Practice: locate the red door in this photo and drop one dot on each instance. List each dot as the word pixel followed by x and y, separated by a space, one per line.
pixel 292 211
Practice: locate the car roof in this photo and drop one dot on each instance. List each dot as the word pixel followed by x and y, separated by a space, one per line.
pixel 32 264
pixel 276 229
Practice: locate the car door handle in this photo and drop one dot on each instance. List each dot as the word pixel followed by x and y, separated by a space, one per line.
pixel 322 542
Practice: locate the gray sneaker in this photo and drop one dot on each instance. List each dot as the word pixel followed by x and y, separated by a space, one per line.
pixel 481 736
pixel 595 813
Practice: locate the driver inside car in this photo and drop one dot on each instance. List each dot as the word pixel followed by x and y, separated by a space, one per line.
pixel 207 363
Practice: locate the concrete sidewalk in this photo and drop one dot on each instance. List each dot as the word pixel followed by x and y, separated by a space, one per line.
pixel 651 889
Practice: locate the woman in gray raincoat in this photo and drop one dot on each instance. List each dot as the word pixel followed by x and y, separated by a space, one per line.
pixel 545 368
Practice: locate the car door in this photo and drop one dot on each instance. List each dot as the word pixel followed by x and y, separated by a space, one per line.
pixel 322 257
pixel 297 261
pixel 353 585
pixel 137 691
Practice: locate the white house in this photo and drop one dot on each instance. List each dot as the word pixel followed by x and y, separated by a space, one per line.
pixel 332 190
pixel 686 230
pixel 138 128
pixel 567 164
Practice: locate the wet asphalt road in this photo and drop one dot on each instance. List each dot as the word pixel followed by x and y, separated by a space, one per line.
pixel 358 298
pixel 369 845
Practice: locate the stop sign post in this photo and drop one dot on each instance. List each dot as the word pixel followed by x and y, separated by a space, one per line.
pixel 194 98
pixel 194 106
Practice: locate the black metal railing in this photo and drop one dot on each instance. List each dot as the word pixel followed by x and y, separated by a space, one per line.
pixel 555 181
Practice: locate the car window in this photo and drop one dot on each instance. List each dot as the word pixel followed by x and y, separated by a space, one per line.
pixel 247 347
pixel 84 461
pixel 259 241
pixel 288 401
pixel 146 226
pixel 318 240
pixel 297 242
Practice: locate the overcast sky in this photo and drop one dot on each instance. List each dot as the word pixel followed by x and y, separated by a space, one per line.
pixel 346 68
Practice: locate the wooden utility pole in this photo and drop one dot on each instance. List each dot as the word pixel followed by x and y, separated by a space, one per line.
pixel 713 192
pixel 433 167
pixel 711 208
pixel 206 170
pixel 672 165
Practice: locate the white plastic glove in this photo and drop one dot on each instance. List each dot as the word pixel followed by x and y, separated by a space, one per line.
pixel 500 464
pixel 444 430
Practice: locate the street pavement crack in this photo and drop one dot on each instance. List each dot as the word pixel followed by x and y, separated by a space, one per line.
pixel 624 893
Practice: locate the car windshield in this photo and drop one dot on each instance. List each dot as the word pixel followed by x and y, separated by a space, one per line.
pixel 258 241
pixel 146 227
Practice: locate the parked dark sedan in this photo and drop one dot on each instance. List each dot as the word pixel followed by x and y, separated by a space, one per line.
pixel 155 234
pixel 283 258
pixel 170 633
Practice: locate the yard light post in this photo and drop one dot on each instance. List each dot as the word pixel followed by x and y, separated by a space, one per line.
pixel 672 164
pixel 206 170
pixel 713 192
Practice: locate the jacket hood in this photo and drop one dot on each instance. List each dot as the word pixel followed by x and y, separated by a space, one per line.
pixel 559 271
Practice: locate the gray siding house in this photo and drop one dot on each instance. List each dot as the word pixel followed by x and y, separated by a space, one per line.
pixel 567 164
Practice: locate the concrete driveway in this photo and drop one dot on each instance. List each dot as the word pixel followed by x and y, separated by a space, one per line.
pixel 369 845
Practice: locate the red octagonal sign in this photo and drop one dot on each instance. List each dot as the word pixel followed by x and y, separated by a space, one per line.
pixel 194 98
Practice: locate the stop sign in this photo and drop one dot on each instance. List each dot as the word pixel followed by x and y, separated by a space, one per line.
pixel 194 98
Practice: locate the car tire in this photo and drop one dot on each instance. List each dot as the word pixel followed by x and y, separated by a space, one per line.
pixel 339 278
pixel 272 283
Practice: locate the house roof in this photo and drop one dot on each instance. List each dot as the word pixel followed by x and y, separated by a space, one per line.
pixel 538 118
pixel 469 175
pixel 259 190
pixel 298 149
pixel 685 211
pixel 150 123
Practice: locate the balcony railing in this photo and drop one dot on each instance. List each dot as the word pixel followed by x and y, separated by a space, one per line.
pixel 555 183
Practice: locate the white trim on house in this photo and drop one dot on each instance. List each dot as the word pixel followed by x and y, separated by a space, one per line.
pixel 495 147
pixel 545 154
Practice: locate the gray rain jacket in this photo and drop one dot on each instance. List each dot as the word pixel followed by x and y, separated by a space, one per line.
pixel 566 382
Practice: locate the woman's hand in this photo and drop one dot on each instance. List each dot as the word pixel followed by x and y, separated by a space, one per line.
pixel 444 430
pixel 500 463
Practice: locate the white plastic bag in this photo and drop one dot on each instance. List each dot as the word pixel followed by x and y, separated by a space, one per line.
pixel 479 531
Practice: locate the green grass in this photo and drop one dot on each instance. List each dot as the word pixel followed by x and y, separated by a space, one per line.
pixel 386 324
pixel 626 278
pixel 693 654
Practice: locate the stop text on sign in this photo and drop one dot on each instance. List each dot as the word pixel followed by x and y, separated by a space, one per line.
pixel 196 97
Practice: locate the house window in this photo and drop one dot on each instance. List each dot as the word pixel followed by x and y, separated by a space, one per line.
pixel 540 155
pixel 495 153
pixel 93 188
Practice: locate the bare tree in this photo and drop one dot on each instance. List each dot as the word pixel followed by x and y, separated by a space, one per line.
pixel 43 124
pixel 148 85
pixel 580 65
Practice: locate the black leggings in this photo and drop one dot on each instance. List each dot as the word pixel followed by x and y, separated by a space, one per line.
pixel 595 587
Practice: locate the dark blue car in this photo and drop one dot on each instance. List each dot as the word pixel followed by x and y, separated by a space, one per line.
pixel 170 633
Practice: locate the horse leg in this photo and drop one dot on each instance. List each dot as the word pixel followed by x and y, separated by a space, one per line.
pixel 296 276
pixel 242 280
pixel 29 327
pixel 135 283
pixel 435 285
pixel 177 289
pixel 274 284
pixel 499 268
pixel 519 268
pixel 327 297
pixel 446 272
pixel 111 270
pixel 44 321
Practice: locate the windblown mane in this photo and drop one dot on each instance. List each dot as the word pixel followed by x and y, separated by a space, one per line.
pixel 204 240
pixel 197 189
———
The task —
Would you restate the whole listing word for word?

Output below —
Practice: locate the red door in this photo and drop one dot on each instance. List each dot as the word pixel followed by x and y, separated by a space, one per line.
pixel 292 211
Practice: locate the car roof in this photo and drop one dot on each instance. List each dot as the word pixel followed by x and y, separated by a space, one per line.
pixel 32 264
pixel 276 229
Practice: locate the car door handle in this photo and drop one dot on each instance. List each dot as the word pixel followed by x and y, separated by a space, one per line.
pixel 322 542
Practice: locate the gray sneaker in this photo and drop one dot on each instance. List each dot as the word pixel followed by x and y, separated by a space, one per line.
pixel 481 736
pixel 595 813
Practice: locate the driver inside car in this photo and drop one dot on each instance. List each dot as the word pixel followed by x and y, separated by a space, one per line.
pixel 207 363
Practice: locate the concrete sidewalk in this photo and drop one dot on each instance. List each dot as the word pixel followed by x and y, separated by a space, one per line.
pixel 651 889
Practice: locate the woman in gray raincoat in this photo and drop one dot on each instance. List each dot as the word pixel followed by x and y, separated by a space, one per line.
pixel 545 368
Practice: locate the car door in this photo and drop one dot on each instance. List each dot as the word pixel followed by x and y, separated by a space, one per line.
pixel 322 257
pixel 297 261
pixel 353 585
pixel 137 691
Practice: locate the white house in this photo and drop one dot on each instance. List each dot as the word pixel followed by x and y, separated by a space, one per line.
pixel 332 190
pixel 686 230
pixel 138 128
pixel 567 164
Practice: locate the wet asphalt road in this photo and drop one dot on each instance. List each dot as the word pixel followed by x and y, separated by a space, one per line.
pixel 358 298
pixel 369 845
Practice: locate the stop sign post in this photo and drop one dot on each instance. List each dot as the word pixel followed by x and y, separated by a space, one per line.
pixel 194 98
pixel 194 106
Practice: locate the black metal railing in this photo and drop one dot on each instance. List each dot as the word pixel followed by x and y, separated by a space, one per line.
pixel 555 181
Practice: locate the car window in this photo and drop one dot on each instance. List each dot as the word pixel followed by x and y, separated by a space, one per line.
pixel 247 347
pixel 84 461
pixel 259 241
pixel 288 401
pixel 146 226
pixel 318 240
pixel 297 242
Practice: locate the overcast sky in this photo and drop one dot on each instance. List each dot as the word pixel followed by x and y, separated by a space, one per line.
pixel 346 68
Practice: locate the wooden utility pole in this photo and drop one dot on each instance. List each dot as the word pixel followed by x and y, separated by a space, one per line.
pixel 713 192
pixel 433 167
pixel 711 208
pixel 206 170
pixel 672 165
Practice: locate the white plastic glove in this photo and drop one dot on each instance. List each dot as the word pixel followed by x and y, separated by a space, one per line.
pixel 500 464
pixel 444 430
Practice: locate the street pavement crack in this photo and drop one dot on each instance. List each dot as the word pixel followed by x and y, separated by a space, one per line.
pixel 624 893
Practice: locate the car windshield in this photo and drop one dot on each instance. List each dot as the word pixel followed by x and y, separated by a space, one per line.
pixel 258 241
pixel 146 227
Practice: locate the parked dark sedan in this photo and drop one dot on each instance. List each dot as the word pixel followed by x and y, separated by a space, one per line.
pixel 155 234
pixel 283 258
pixel 170 633
Practice: locate the yard light post in this photo and drop one dot on each instance. List each dot as the word pixel followed by x and y, separated by a space, one per line.
pixel 672 164
pixel 206 170
pixel 713 192
Practice: locate the jacket hood in this photo and drop one dot on each instance. List each dot as the word pixel followed by x and y, separated by a space, one per line.
pixel 559 271
Practice: locate the gray siding house in this photo and drop one dot on each instance. List each dot as the word pixel followed by x and y, separated by a space, one per line.
pixel 567 164
Practice: locate the concrete driveway in this photo and drop one dot on each instance. List each dot as the word pixel followed by x and y, separated by a space, one per line.
pixel 369 845
Practice: locate the red octagonal sign in this photo and drop one dot on each instance. List each dot as the word pixel followed by x and y, separated by a space, one per line.
pixel 194 98
Practice: locate the stop sign in this photo and drop one dot on each instance. List each dot as the word pixel followed by x and y, separated by a space, one per line.
pixel 194 98
Practice: locate the car tire in this photo and drop one dot on each instance. List each dot as the word pixel followed by x and y, separated by a space, one per line.
pixel 339 278
pixel 272 283
Practice: locate the house roof in this photo and drop one dot on each instance. List each dot as the word pixel followed by x and y, separated by a space, one per line.
pixel 538 118
pixel 469 175
pixel 259 190
pixel 298 149
pixel 685 211
pixel 150 123
Practice: locate the balcony railing in this photo and drop one dot on each instance. List each dot as the word pixel followed by x and y, separated by a space, one per line.
pixel 555 183
Practice: locate the white trim on house in this photo and drop one dot on each instance. List each dot as the word pixel followed by x and y, separated by a space, one per line.
pixel 495 147
pixel 545 154
Practice: locate the gray rain jacket in this photo and drop one dot on each instance. List each dot as the word pixel followed by x and y, separated by a space, one per line.
pixel 566 382
Practice: locate the woman's hand in this photo and drop one dot on each instance. List each dot as the word pixel followed by x and y, separated by a space, one per line.
pixel 444 430
pixel 500 463
Practice: locate the white plastic bag in this photo and drop one dot on each instance. List each dot as the word pixel followed by x and y, separated by a space, one per line.
pixel 479 531
Practice: locate the green grass in this photo and drop one dot on each instance. List each dot as the word pixel followed by x and y, separated by a space, one per line.
pixel 386 324
pixel 626 278
pixel 693 654
Practice: locate the stop text on sign in this photo and drop one dot on each instance. List each dot as the word pixel followed by x and y, separated by a space, one per line.
pixel 196 97
Practice: locate the house window in this photo and drop one dot on each instance. List each dot as the word pixel followed by x and y, separated by a space, one per line.
pixel 540 155
pixel 495 153
pixel 93 188
Practice: locate the bare tree in this photo and drop one dot on each instance. List each dot as the word pixel followed by x and y, separated by a space, one per line.
pixel 43 124
pixel 148 85
pixel 580 65
Practice: locate the black leggings in this photo and drop one dot on each instance. List each dot as the word pixel followed by x and y, separated by a space, one per line.
pixel 595 587
Practice: locate the dark blue car in this photo and drop one dot on each instance. List each dot as the word pixel followed by x and y, separated by a space, one per line.
pixel 170 633
Practice: locate the horse leg in this photo and drop one dot on each instance. List each dot as the word pixel followed by x and y, separated by a space, one per line.
pixel 296 276
pixel 242 280
pixel 29 327
pixel 135 283
pixel 435 285
pixel 177 289
pixel 274 284
pixel 499 268
pixel 519 268
pixel 327 297
pixel 446 272
pixel 111 270
pixel 44 321
Practice: locate the windblown mane in this photo and drop one dot on each instance. List each dot as the word pixel followed by x and y, separated by a space, one per line.
pixel 204 240
pixel 197 189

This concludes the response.